Object position labeling entries:

====================

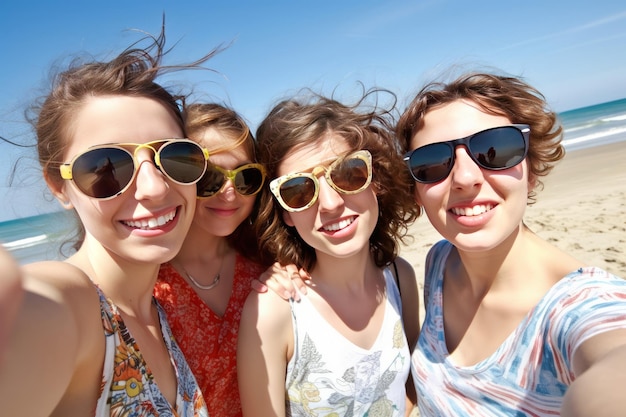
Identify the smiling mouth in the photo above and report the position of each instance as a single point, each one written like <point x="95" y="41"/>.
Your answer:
<point x="472" y="211"/>
<point x="152" y="223"/>
<point x="339" y="225"/>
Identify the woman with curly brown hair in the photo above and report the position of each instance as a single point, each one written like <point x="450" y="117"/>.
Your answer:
<point x="337" y="205"/>
<point x="89" y="339"/>
<point x="513" y="325"/>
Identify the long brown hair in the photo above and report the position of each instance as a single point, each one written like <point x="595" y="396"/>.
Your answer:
<point x="307" y="120"/>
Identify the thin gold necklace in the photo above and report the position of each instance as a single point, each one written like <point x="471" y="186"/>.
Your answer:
<point x="212" y="285"/>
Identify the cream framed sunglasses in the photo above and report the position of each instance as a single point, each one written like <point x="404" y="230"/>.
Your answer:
<point x="106" y="171"/>
<point x="347" y="175"/>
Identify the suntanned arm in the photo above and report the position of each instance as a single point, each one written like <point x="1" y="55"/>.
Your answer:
<point x="599" y="388"/>
<point x="47" y="344"/>
<point x="410" y="318"/>
<point x="11" y="293"/>
<point x="265" y="343"/>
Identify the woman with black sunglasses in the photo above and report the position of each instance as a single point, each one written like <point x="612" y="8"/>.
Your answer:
<point x="89" y="338"/>
<point x="513" y="325"/>
<point x="337" y="206"/>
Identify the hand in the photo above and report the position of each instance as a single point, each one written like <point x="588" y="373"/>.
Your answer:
<point x="283" y="280"/>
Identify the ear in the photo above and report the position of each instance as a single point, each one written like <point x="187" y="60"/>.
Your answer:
<point x="287" y="219"/>
<point x="59" y="193"/>
<point x="63" y="200"/>
<point x="416" y="196"/>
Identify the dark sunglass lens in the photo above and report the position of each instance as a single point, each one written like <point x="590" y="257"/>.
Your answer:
<point x="431" y="163"/>
<point x="297" y="192"/>
<point x="104" y="172"/>
<point x="211" y="182"/>
<point x="499" y="148"/>
<point x="350" y="174"/>
<point x="182" y="161"/>
<point x="249" y="181"/>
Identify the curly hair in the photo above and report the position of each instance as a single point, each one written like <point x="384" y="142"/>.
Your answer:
<point x="200" y="116"/>
<point x="132" y="73"/>
<point x="308" y="120"/>
<point x="498" y="95"/>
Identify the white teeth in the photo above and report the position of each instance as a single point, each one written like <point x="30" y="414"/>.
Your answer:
<point x="151" y="223"/>
<point x="472" y="211"/>
<point x="339" y="225"/>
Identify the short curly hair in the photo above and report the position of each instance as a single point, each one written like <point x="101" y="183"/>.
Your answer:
<point x="306" y="120"/>
<point x="499" y="95"/>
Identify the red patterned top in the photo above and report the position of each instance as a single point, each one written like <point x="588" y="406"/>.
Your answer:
<point x="209" y="342"/>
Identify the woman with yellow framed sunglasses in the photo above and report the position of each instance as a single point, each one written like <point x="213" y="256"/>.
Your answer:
<point x="89" y="338"/>
<point x="338" y="206"/>
<point x="204" y="287"/>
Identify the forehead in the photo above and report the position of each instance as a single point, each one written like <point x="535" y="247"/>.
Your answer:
<point x="115" y="119"/>
<point x="455" y="120"/>
<point x="305" y="157"/>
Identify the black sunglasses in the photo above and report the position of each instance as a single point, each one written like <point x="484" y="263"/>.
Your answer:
<point x="247" y="179"/>
<point x="494" y="149"/>
<point x="106" y="171"/>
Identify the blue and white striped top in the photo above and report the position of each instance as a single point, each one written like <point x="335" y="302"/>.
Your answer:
<point x="530" y="372"/>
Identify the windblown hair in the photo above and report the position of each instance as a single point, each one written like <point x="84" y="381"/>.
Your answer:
<point x="132" y="73"/>
<point x="301" y="121"/>
<point x="498" y="95"/>
<point x="201" y="116"/>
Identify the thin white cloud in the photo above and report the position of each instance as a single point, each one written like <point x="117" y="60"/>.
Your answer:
<point x="576" y="29"/>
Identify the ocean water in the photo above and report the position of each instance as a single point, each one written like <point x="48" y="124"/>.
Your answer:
<point x="42" y="237"/>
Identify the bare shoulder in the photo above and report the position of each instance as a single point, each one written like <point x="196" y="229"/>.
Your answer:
<point x="268" y="307"/>
<point x="406" y="273"/>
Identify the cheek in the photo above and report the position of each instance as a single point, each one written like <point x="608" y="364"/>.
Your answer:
<point x="416" y="196"/>
<point x="287" y="219"/>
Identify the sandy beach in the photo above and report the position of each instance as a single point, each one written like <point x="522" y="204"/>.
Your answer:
<point x="582" y="210"/>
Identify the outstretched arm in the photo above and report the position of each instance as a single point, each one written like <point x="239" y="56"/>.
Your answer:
<point x="48" y="342"/>
<point x="11" y="293"/>
<point x="600" y="366"/>
<point x="410" y="318"/>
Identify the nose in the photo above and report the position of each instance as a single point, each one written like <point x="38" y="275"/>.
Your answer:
<point x="228" y="193"/>
<point x="465" y="172"/>
<point x="150" y="182"/>
<point x="328" y="198"/>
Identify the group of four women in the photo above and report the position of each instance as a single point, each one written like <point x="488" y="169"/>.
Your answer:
<point x="182" y="210"/>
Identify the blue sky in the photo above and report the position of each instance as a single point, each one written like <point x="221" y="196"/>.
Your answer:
<point x="574" y="52"/>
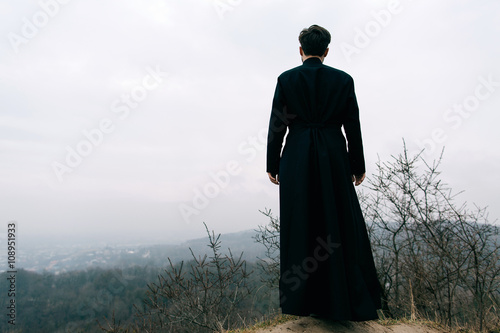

====================

Rewrite all of the material above, substituting "Locate" for "Identify" wherever it occurs and leaving everything else unchanged. Leave the pictures out.

**EXERCISE ANSWER**
Locate the smiling mouth in the photo above and report the position of each instance as a single point, each one written like <point x="95" y="41"/>.
Your answer:
<point x="472" y="211"/>
<point x="152" y="223"/>
<point x="339" y="225"/>
Locate the woman with curly brown hair in the photo above and report the position of each instance as a single point, each one written like <point x="450" y="117"/>.
Your answer:
<point x="337" y="205"/>
<point x="89" y="339"/>
<point x="513" y="325"/>
Locate the long brown hair in the photo above and report the position of each instance as a single point, each one written like <point x="595" y="396"/>.
Your answer:
<point x="307" y="120"/>
Locate the thin gold necklace in the photo above and report the position of each instance as a single point, each one written like <point x="471" y="186"/>.
Your answer:
<point x="212" y="285"/>
Locate the cream framed sunglasses in the photo above and report the position of each instance as a single point, each one written like <point x="404" y="230"/>.
Your answer:
<point x="106" y="171"/>
<point x="347" y="175"/>
Locate the suntanned arm in the photo above and report the position of each instance as a single point, each one written like <point x="1" y="55"/>.
Your answer:
<point x="599" y="388"/>
<point x="47" y="344"/>
<point x="410" y="318"/>
<point x="11" y="293"/>
<point x="265" y="343"/>
Locate the woman with black sunglasses in the photo above and report the position of each instance as a single point, each one written like <point x="612" y="8"/>.
Your answer:
<point x="89" y="338"/>
<point x="513" y="325"/>
<point x="337" y="206"/>
Locate the hand in the photo above and report the position of each instance as a single point, each one written like <point x="588" y="373"/>.
Your answer:
<point x="283" y="280"/>
Locate the ear in the photo above and report the position of each instance as a single point, each one written like <point x="187" y="60"/>.
Your answer:
<point x="287" y="219"/>
<point x="59" y="193"/>
<point x="63" y="200"/>
<point x="416" y="196"/>
Locate the dark sunglass lens in the photo above and report the position of each instance as a single point, each one written like <point x="590" y="257"/>.
Your answer:
<point x="431" y="163"/>
<point x="297" y="192"/>
<point x="104" y="172"/>
<point x="211" y="182"/>
<point x="499" y="148"/>
<point x="350" y="174"/>
<point x="182" y="161"/>
<point x="249" y="181"/>
Locate the curly hair in the photo above and report the position of each instance as a single point, each one written like <point x="384" y="142"/>.
Your answer:
<point x="200" y="116"/>
<point x="132" y="73"/>
<point x="308" y="120"/>
<point x="498" y="95"/>
Locate the white teeth in the photo above and report the position of each instance as a single point, each one written like <point x="30" y="414"/>.
Your answer:
<point x="151" y="223"/>
<point x="472" y="211"/>
<point x="339" y="225"/>
Locate the short curly hair in the photo above and report the position of each instance as a single point, each one written like <point x="101" y="183"/>.
Your answer:
<point x="306" y="120"/>
<point x="499" y="95"/>
Locate the red patterned top in the photo above and report the position of each instance as a single point, each one written like <point x="588" y="406"/>.
Your answer:
<point x="209" y="342"/>
Locate the woman with yellow framed sunglasses in the photo above and report the position of each instance as a single point, each one written like <point x="213" y="256"/>.
Your answer:
<point x="89" y="338"/>
<point x="338" y="206"/>
<point x="204" y="287"/>
Locate the forehead in the photo above and report the position of each instance as a single point, each one written like <point x="535" y="247"/>.
Your answer:
<point x="115" y="119"/>
<point x="455" y="120"/>
<point x="305" y="157"/>
Locate the black sunglasses in the photo above and report the position of each instance as a single point, each one written like <point x="484" y="263"/>.
Your answer:
<point x="247" y="179"/>
<point x="494" y="149"/>
<point x="106" y="171"/>
Locate the blue and white striped top in the photo above and report the position of each instance as a single point, each one written like <point x="335" y="302"/>.
Your answer:
<point x="530" y="372"/>
Locate the windblown hair in the photo above and report the position of each instance as a single point, each one written like <point x="84" y="381"/>.
Your answer:
<point x="132" y="73"/>
<point x="301" y="121"/>
<point x="498" y="95"/>
<point x="201" y="116"/>
Locate the thin white cloud in the photo above and report the position of each instance as a single point, each one written like <point x="117" y="60"/>.
Your answer:
<point x="576" y="29"/>
Locate the ocean water in the photo above and report the position of each instance as a single point, each one written like <point x="48" y="124"/>.
Your answer:
<point x="42" y="237"/>
Locate the bare shoulder in the photo above and report the position of each instance as a single point, each one written like <point x="196" y="229"/>.
Your answer:
<point x="268" y="307"/>
<point x="406" y="273"/>
Locate the cheek in the photo above and report the position of each instance as a single point, each one written like <point x="608" y="364"/>.
Your answer:
<point x="416" y="196"/>
<point x="287" y="219"/>
Locate the sandy beach in the photo above and report the position of each instance as a single point, each one written like <point x="522" y="204"/>.
Your answer:
<point x="582" y="210"/>
Locate the outstretched arm in the photo above and report the position of each instance as a single point, each one written like <point x="239" y="56"/>.
Your answer:
<point x="48" y="342"/>
<point x="11" y="293"/>
<point x="600" y="366"/>
<point x="410" y="318"/>
Locate the nose in the photo above and report the position of each instance as a single point, each one written like <point x="38" y="275"/>.
Your answer:
<point x="228" y="193"/>
<point x="465" y="172"/>
<point x="150" y="182"/>
<point x="328" y="198"/>
Locate the group of four women in the photo above and report the position of each instance as a single point, each one written like <point x="488" y="169"/>.
Your answer:
<point x="182" y="210"/>
Locate the blue sky in the photo above and report the position of each instance as a single point, each one written like <point x="221" y="196"/>.
Your answer:
<point x="574" y="52"/>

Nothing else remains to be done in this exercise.